#### [Work to be completed]
For this exercise, retype each line of the material below verbatim and omit any picture.

#### [Provided entries]

☆ ☆ ☆ ☆ ☆ ☆ ☆

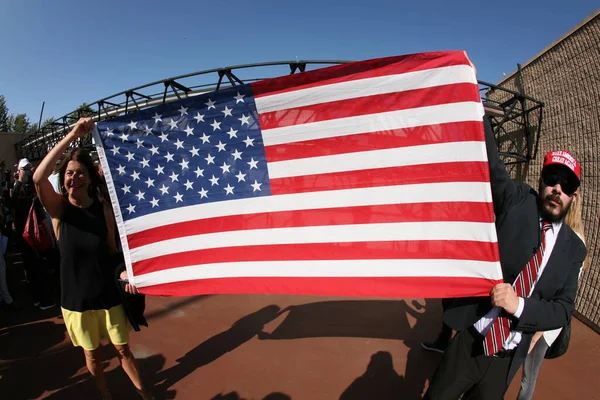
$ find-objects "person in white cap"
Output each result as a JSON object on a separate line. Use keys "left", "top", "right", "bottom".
{"left": 12, "top": 157, "right": 55, "bottom": 310}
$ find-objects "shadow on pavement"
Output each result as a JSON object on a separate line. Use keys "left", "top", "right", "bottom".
{"left": 212, "top": 391, "right": 292, "bottom": 400}
{"left": 340, "top": 351, "right": 406, "bottom": 400}
{"left": 155, "top": 305, "right": 281, "bottom": 396}
{"left": 44, "top": 352, "right": 171, "bottom": 400}
{"left": 257, "top": 299, "right": 426, "bottom": 341}
{"left": 257, "top": 298, "right": 445, "bottom": 399}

☆ ☆ ☆ ☆ ☆ ☆ ☆

#### [Result of the task]
$ find-objects "person in white cap"
Output each result as a JSON object on a separate line. Use keys "left", "top", "right", "bottom".
{"left": 12, "top": 157, "right": 55, "bottom": 310}
$ find-objects "shadow on pavement"
Output each result as a JSON object on a separate line. Use keys "left", "top", "right", "bottom".
{"left": 212, "top": 391, "right": 292, "bottom": 400}
{"left": 340, "top": 351, "right": 406, "bottom": 400}
{"left": 155, "top": 305, "right": 281, "bottom": 396}
{"left": 44, "top": 352, "right": 171, "bottom": 400}
{"left": 257, "top": 299, "right": 426, "bottom": 341}
{"left": 257, "top": 298, "right": 445, "bottom": 399}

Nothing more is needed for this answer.